▼▼▼

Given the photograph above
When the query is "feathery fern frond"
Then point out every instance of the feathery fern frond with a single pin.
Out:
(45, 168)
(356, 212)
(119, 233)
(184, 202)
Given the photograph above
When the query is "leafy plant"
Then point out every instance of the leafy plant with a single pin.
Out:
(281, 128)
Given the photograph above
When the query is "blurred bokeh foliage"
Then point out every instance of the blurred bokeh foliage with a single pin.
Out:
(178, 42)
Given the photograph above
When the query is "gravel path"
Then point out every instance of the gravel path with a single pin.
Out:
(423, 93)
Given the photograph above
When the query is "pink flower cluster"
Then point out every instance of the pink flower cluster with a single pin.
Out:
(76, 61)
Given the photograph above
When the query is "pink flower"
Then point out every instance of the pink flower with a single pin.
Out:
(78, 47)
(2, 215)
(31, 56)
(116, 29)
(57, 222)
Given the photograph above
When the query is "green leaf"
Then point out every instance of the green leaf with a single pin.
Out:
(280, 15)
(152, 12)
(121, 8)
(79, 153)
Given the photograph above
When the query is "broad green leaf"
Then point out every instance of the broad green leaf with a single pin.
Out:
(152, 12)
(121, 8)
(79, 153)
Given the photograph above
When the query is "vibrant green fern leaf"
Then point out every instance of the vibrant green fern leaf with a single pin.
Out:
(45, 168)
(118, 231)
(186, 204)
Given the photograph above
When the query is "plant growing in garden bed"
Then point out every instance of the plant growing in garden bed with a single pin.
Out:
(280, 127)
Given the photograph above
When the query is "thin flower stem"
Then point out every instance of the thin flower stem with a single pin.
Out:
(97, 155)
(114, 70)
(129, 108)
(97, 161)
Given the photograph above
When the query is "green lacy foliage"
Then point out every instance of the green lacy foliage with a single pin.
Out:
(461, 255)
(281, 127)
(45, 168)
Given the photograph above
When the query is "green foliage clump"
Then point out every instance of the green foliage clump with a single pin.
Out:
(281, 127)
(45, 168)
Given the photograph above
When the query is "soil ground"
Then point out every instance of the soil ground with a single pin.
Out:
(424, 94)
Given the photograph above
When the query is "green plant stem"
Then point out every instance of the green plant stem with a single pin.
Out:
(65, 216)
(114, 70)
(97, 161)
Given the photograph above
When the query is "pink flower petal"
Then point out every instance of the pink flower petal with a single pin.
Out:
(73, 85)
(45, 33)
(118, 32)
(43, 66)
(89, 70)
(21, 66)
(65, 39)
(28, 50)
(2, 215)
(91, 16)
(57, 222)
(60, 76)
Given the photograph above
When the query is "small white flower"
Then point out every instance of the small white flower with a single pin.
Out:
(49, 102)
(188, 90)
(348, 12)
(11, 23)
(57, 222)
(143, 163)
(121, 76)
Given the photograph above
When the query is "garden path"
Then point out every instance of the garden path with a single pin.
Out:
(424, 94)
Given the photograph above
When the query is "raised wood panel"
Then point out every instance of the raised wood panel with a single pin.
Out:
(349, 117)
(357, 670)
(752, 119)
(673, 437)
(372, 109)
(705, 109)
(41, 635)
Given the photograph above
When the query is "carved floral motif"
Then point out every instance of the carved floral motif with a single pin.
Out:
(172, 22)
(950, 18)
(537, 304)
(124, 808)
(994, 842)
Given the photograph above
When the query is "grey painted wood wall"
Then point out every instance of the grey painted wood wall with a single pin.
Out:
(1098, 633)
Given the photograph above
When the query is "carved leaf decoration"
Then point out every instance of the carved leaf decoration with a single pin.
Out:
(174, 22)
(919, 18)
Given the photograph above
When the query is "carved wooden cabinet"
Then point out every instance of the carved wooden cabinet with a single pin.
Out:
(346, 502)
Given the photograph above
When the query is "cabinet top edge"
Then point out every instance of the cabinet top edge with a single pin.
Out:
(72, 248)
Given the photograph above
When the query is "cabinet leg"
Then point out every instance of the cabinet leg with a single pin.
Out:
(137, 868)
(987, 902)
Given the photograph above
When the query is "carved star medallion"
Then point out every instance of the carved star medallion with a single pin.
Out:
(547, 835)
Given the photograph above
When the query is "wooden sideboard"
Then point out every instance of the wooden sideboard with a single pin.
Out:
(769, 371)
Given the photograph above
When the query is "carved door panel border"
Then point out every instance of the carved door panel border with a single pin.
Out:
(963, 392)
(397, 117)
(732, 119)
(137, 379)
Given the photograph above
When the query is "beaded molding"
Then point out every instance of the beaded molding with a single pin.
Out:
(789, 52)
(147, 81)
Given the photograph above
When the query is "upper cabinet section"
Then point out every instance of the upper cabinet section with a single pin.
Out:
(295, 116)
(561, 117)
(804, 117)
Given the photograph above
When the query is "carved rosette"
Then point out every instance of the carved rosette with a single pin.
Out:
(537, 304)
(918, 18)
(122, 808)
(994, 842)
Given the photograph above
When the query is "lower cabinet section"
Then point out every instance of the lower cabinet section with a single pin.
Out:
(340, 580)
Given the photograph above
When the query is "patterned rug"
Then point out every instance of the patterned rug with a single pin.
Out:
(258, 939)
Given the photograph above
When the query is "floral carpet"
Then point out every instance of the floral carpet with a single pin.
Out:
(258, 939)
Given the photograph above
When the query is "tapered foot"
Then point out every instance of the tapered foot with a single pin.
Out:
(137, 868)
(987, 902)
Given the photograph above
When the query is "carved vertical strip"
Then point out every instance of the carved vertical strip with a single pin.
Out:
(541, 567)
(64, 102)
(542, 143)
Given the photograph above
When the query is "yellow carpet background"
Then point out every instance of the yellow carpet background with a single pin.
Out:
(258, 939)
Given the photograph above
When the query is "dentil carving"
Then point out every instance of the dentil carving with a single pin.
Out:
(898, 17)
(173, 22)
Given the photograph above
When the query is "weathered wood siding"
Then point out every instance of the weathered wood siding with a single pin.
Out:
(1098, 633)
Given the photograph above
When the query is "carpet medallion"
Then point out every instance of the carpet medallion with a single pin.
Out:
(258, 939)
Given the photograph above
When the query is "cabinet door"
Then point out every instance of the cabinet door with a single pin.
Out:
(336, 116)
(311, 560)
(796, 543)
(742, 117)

▲▲▲

Recopy the records without any alteration.

Given the photograph above
When the query is "feathery fern frond"
Then point out every instance of the feathery fern frond with a single pin.
Out:
(45, 168)
(356, 212)
(119, 233)
(184, 202)
Given the photograph above
When the query is "leafy plant"
Then point out every instance of the leafy plant with a single pin.
Out:
(281, 128)
Given the photograph above
When the query is "blurred bokeh foliage"
Then point out every instance of the blurred bokeh foliage with a single pin.
Out:
(178, 42)
Given the photograph above
When the query is "gravel path"
Then point out every instance of the gravel path with a single pin.
Out:
(423, 93)
Given the photograph above
When the query is "pink flower cluster"
Then point out every instance of the pink flower cluster with a single pin.
Out:
(76, 61)
Given the photograph above
When the query is "pink flower"
Then point out every instance of the pink flower with a single pin.
Out:
(78, 47)
(2, 215)
(31, 56)
(116, 29)
(57, 222)
Given the photograph above
When the query is "green leaf"
Then point out every instance of the green leaf with a single pin.
Out:
(280, 15)
(152, 12)
(121, 8)
(79, 153)
Given the photograph above
When the query is "broad green leaf"
Then point out every instance of the broad green leaf with a single pin.
Out:
(152, 12)
(121, 8)
(79, 153)
Given the photograph above
When the query is "vibrant green fern leaf"
Then point out every instance of the vibrant green fern leaf with a single pin.
Out:
(45, 168)
(118, 231)
(186, 204)
Given the photograph above
When the query is "plant growing in garden bed"
Then point out every instance of the plant growing in garden bed with a single pin.
Out:
(280, 127)
Given the photograph above
When the query is "thin flower stem"
Then point out every instance of the thin flower stem with a single pin.
Out:
(97, 155)
(114, 70)
(129, 108)
(97, 161)
Given the photograph above
When the query is "green lacy foliage"
Then point out every instance of the green lacy foliage with a single pin.
Out:
(461, 255)
(281, 127)
(45, 168)
Given the photograph above
When the query is "green foliage clump"
Then point out every instance of the green foliage clump with a single pin.
Out:
(281, 127)
(45, 168)
Given the photograph above
When the query is "soil ground"
Then point out every instance of the soil ground with a single pin.
Out:
(424, 94)
Given the photograph above
When the query is "green plant stem"
Then point out every instance of the green plant stem with a single pin.
Out:
(65, 216)
(114, 70)
(97, 161)
Given the photograph above
When the query is "pink flower petal"
Then point out every instance of the pink flower petal with a single pin.
Out:
(73, 85)
(45, 33)
(118, 32)
(43, 66)
(89, 70)
(21, 66)
(65, 39)
(28, 50)
(2, 215)
(91, 16)
(57, 222)
(60, 76)
Given the photograph above
When the query is "small white flower"
Then point out every instance of the small white flower with a single pin.
Out:
(49, 102)
(188, 90)
(348, 12)
(11, 23)
(57, 222)
(143, 163)
(121, 76)
Given the photograph above
When the query is "garden path"
Then point out every instance of the garden path with a single pin.
Out:
(424, 94)
Given the photograph above
When the query is "raised wood panel"
Then point out every instance of the raised wood panel with a single pin.
Out:
(349, 117)
(357, 670)
(752, 119)
(673, 437)
(372, 109)
(705, 109)
(41, 635)
Given the photograph above
When the query is "carved floral motif"
Then point out every instance of the carved floral motif with a single pin.
Out:
(172, 22)
(950, 18)
(537, 304)
(124, 808)
(994, 842)
Given the photograph above
When the query is "grey painted wood wall"
Then point out every instance of the grey painted wood wall with a single pin.
Out:
(1098, 633)
Given the photograph above
When the query is "carved leaf decoration"
Then point out every instance of the carved leaf decoration with a single pin.
Out:
(174, 22)
(919, 18)
Given the photograph above
When the query is "carved wooden cabinet"
Then point out every instance of the carved wooden cabinet with a single pin.
Out:
(346, 502)
Given the photograph above
When the query is "cabinet top edge"
Then point out every instance of the cabinet top edge with a single pin.
Out:
(72, 248)
Given the photograph above
When the query is "cabinet leg"
Then point out every instance of the cabinet leg with a single pin.
Out:
(137, 868)
(987, 902)
Given the photograph above
When the query is "carved star medallion"
Then point out every instance of the carved star medallion with a single pin.
Out:
(547, 835)
Given the photograph above
When the query is "wooden sideboard"
Then point out every instance of the wooden sideboard with a single pin.
Out:
(769, 371)
Given the photograph above
When the query is "carved door panel border"
Then point out every instance of the carved door panel border with a single pin.
Out:
(963, 392)
(397, 117)
(732, 119)
(137, 379)
Given the photograph above
When the query is "beaded molding"
Then point out every instance of the beaded molding with a single pin.
Out:
(789, 52)
(147, 81)
Given the photograph above
When the query is "upper cabinet section"
Then point out every instance of the upper cabinet section with a single pin.
Out:
(295, 116)
(561, 117)
(804, 117)
Given the photograph above
When the query is "carved rosette"
Then point out every instance of the carved rosette with a single pin.
Out:
(537, 304)
(918, 18)
(122, 808)
(994, 842)
Given the photograph above
When the query is "lower cabinet section"
Then point out every instance of the lower cabinet section with a single pin.
Out:
(340, 580)
Given the photograph above
When the query is "patterned rug"
Then point out every instance of the patterned rug with a single pin.
Out:
(258, 939)
Given the photograph above
When the query is "floral carpet"
Then point out every instance of the floral carpet with a single pin.
Out:
(258, 939)
Given the photograph above
When the query is "tapered foot"
Then point out every instance of the tapered foot with a single pin.
Out:
(137, 868)
(987, 902)
Given the photograph above
When the query is "carved vertical strip"
Then point out every instance of the carved vertical strip with a single pin.
Out:
(541, 567)
(64, 102)
(542, 143)
Given the photograph above
When the query is "yellow carpet background"
Then point out every instance of the yellow carpet background with a single pin.
Out:
(258, 939)
Given the photograph above
When the query is "dentil carving"
Then point out every instance of the dentil carving with a single pin.
Out:
(898, 17)
(173, 22)
Given the photograph above
When the query is "weathered wood siding"
Then point out every instance of the weathered wood siding with a single pin.
Out:
(1098, 633)
Given the photograph above
When the query is "carpet medallion"
Then point out every instance of the carpet medallion with a single pin.
Out:
(258, 939)
Given the photograph above
When the query is "cabinet door"
Then point out every instance of the cabinet door with a single pin.
Out:
(336, 116)
(311, 560)
(796, 543)
(742, 117)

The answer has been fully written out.